▸ YOUR GOAL
The response must consist of the records below, copied exactly.

(EXERCISE MATERIALS begins)

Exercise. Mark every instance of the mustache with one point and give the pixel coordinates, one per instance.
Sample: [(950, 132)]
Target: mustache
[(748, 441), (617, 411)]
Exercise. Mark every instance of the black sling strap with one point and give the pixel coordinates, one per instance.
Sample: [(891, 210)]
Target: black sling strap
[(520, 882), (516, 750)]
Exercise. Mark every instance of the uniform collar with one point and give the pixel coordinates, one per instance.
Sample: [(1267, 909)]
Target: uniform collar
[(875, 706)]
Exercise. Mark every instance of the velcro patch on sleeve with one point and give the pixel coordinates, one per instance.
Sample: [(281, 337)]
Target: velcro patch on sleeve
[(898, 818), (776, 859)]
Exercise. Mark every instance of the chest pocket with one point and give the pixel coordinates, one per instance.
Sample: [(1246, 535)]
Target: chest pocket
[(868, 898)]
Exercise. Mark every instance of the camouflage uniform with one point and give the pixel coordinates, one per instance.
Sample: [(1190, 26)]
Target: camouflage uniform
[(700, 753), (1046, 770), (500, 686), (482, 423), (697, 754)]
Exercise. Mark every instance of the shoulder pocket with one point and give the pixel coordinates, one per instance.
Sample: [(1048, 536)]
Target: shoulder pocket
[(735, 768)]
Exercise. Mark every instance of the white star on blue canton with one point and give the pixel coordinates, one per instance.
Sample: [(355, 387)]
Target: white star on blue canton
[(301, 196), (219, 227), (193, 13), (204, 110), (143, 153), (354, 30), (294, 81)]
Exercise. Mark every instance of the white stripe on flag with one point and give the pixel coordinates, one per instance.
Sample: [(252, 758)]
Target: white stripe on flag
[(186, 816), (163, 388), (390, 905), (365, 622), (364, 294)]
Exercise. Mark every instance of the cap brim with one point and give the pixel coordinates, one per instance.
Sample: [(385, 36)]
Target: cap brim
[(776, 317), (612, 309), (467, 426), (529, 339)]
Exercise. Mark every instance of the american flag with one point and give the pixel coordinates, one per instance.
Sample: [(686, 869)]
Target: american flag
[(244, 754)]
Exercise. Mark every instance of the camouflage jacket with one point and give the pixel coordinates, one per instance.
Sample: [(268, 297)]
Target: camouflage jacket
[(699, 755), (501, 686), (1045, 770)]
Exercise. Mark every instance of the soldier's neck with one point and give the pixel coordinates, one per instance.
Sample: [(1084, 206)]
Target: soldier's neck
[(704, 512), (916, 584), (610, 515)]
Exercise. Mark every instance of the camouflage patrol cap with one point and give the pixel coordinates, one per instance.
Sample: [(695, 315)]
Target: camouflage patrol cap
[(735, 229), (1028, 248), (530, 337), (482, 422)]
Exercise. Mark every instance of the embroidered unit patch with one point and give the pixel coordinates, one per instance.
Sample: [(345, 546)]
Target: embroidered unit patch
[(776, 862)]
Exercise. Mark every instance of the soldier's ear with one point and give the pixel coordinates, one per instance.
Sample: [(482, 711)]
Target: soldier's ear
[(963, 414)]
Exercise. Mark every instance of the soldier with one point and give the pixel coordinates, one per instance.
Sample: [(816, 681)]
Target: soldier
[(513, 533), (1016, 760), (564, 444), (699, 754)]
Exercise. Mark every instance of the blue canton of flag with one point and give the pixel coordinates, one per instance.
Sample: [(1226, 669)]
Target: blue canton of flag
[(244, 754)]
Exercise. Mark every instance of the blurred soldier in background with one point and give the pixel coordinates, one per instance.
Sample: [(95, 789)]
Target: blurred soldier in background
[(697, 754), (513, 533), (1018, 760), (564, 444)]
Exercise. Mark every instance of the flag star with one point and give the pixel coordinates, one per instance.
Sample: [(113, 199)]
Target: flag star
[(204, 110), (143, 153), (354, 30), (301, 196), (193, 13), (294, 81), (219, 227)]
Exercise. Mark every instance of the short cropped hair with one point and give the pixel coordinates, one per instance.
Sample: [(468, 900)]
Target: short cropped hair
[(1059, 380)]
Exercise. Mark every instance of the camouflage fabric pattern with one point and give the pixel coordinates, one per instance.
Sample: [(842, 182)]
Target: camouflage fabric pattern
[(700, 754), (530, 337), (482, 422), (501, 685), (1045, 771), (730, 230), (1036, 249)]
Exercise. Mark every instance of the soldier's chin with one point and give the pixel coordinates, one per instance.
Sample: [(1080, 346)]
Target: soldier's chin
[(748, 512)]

(EXERCISE MATERIALS ends)

▸ RESPONSE TO THIS EXERCISE
Exercise. Mark every instance of the mustache with one point and give the pixel coordinates, one per instance.
Sample: [(950, 132)]
Target: mustache
[(748, 441), (617, 411)]
Exercise. Mark every instance of the black sling strap with one point and give the pixel coordinates, one per instance.
Sample: [(891, 210)]
Target: black sling strap
[(520, 882), (516, 750)]
Exercise. Mark every instance of the uniform collar with one point and give the pixel coordinates, one per instance.
Sample: [(1267, 909)]
Target: uniform collar
[(875, 706)]
Exercise. Mark every instance of the velcro patch on sleeve with one point and give the pixel coordinates, one per instance.
Sample: [(281, 337)]
Target: velcro patch on sleeve
[(898, 818), (776, 859)]
Exercise. Mark every instance of the chest pocket with one point and give the pixel coordinates, one per instance.
Sample: [(1246, 535)]
Target: chest pocket
[(868, 898)]
Exercise. Mark every instance of the camouflage uniform with one point and give the pixel coordinates, one per instance.
Sample: [(1190, 26)]
Target: camouflage uniform
[(700, 753), (1046, 770), (500, 686), (482, 423), (697, 754)]
Exercise. Mark every instance of the shoulder pocket with one point and give the pixel coordinates, one per instance.
Sample: [(1048, 536)]
Target: shoulder pocket
[(735, 768)]
Exercise. Mark every instance of the white star on blue canton with one point and give the pixel coordinates, one per instance.
Sample: [(355, 387)]
Target: white star on blue canton
[(301, 196), (219, 227), (193, 13), (204, 110), (143, 153), (354, 30), (294, 81)]
Exercise. Mark every instance of the white stripe on flag with one point and give the pixel coordinates, one per instance.
Sample: [(252, 758)]
Target: white stripe on flag
[(186, 816), (163, 388), (390, 905), (365, 622), (364, 294)]
Exercise. Mark every instance of the cap brim with one point and give the pixel coordinates, one per instance.
Sample: [(385, 36)]
Target: cap brim
[(776, 317), (612, 309), (467, 426), (529, 339)]
Exercise. Mark every instance of the american flag with one point and give the pixel coordinates, one per instance.
Sample: [(686, 869)]
Target: american flag
[(244, 754)]
Exercise. Mark every instance of the camouflage jacket with one point and give the pixel coordinates, one per instance.
Sample: [(268, 297)]
Target: camouflage jacket
[(699, 755), (501, 686), (1045, 770)]
Exercise. Mark every instance of the soldier's neck with one point and give the pixel coordinates, one per instance.
Sample: [(1084, 206)]
Target: soldier's neck
[(704, 512), (916, 584), (610, 515)]
Exercise. Mark every instance of the camouflage patrol cap with one point and give the pixel coordinates, one per instance.
Sample: [(695, 315)]
Target: camouflage patrol cap
[(735, 229), (1028, 248), (530, 337), (482, 422)]
Exercise. Mark every instance of the embroidered unit patch with one point and give the pixel coordinates, one per instance.
Sample: [(345, 546)]
Target: embroidered unit patch
[(776, 862)]
Exercise. Mark every instance of the soldier's ear with one point and give the pixel coordinates, one per instance.
Sample: [(482, 711)]
Target: soldier's ear
[(963, 414)]
Exercise. Mark every instance of the soldier with one point and give the pixel coordinates, one per instance.
Sample: [(816, 681)]
Target: soldier
[(513, 533), (1016, 760), (564, 444), (699, 754)]
Exercise. Mark every instance of the blue canton of flag with one point and give the pixel coordinates, one per instance.
Sample: [(1226, 669)]
Target: blue canton of flag
[(244, 754)]
Exercise. Mark every instance of the blurred soldier in background with one point and give the pixel coordinates, one per instance.
Sample: [(95, 789)]
Target: blurred soldier in background
[(697, 754), (513, 533), (1018, 760), (564, 444)]
Exercise. Mark every instance of the flag star with one point and give the pixel coordinates, one per instance.
Sample: [(113, 199)]
Target: flag star
[(204, 110), (143, 153), (354, 30), (301, 196), (193, 13), (294, 81), (219, 227)]
Exercise. Mark every instance of the short cropped hair with one point and give the pixel coordinates, one per instance.
Sample: [(468, 900)]
Target: short cropped hair
[(1059, 380)]
Exercise. Mark every instance of the camouflage fabric pattern with one point and give the pixel coordinates, one per instance.
Sample: [(842, 182)]
Target: camouflage fabric pattern
[(700, 754), (530, 337), (482, 422), (501, 685), (1045, 771), (730, 230), (1036, 249)]
Exercise. Mark every instance of the soldier's chin with one point and give the pixel coordinates, one per instance.
Sample: [(1080, 346)]
Target: soldier's chin
[(748, 512)]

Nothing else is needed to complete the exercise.